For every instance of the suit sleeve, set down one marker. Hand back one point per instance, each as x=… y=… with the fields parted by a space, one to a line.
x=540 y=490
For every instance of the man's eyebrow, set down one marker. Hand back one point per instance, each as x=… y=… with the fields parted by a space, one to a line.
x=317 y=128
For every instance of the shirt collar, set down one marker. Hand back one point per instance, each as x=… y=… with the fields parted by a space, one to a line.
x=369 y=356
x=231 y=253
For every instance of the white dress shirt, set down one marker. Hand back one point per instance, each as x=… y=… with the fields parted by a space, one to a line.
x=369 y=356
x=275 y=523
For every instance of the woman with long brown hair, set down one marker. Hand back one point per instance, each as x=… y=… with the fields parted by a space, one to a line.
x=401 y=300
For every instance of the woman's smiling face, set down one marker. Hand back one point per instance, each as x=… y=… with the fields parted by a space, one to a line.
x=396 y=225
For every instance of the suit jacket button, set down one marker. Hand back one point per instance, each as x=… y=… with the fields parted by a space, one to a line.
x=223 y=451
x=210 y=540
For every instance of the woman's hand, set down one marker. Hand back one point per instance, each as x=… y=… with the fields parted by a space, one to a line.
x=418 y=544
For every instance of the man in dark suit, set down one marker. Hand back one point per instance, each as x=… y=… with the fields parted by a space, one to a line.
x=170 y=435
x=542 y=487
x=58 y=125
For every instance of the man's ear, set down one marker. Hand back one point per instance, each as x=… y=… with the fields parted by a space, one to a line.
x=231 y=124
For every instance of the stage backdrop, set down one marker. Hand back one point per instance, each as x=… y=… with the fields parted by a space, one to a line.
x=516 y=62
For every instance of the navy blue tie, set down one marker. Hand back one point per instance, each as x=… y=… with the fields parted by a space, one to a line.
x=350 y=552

_ _ _ _

→ **GIVEN REQUEST**:
Each line above must be printed exactly as it appears.

→ **SOLUTION TO THE EXERCISE**:
For every instance of the suit sleeve, set down one marker. Hand back one point per instance, each as x=… y=… with the fields parted by a space, one to a line.
x=540 y=490
For every instance of the man's eyebrow, set down one marker. Hand back one point per instance, each as x=… y=… with the fields parted by a space, one to a line.
x=317 y=128
For every instance of the shirt collar, set down one marker. Hand back one point per instance, each as x=… y=… with the fields parted by a space, one to a line.
x=369 y=356
x=231 y=253
For every instance of the white dress shirt, set down one marker. Hand back one point per instance, each as x=… y=… with the fields parted by a space, one to a line.
x=369 y=356
x=275 y=523
For every instance of the woman with long brown hair, set down one marker. Hand back one point per instance, each as x=… y=… with the fields parted by a space, one to a line.
x=401 y=300
For every instance of the woman's smiling face, set down one marker. Hand back one point per instance, each as x=… y=… with the fields parted by a space, one to a line.
x=396 y=225
For every instance of the suit jacket button, set down one marker. Hand back one point per instance, each as x=… y=… with the fields parted by a space, one to a line.
x=223 y=451
x=210 y=540
For every instance of the woman's hand, set down one marker. Hand back one point per instance, each as x=… y=… with the fields parted by a space, one to a line.
x=418 y=544
For every instance of the man in dark suit, set down one marker. Hand back one point per instance, each as x=… y=… with the fields parted by a space, one to a line.
x=170 y=435
x=542 y=487
x=58 y=125
For every instance of the man's ear, set down one marker. Hand back one point per instance, each as x=… y=… with the fields parted by a space, one to a line.
x=231 y=124
For every instance of the stage backdrop, set down one marker. Hand back one point per instance, each as x=… y=… with the fields parted by a space, one to a line.
x=516 y=62
For every instance of the navy blue tie, set down one marker. Hand back one point per instance, each as x=… y=… with the fields parted by a space, one to a line.
x=350 y=552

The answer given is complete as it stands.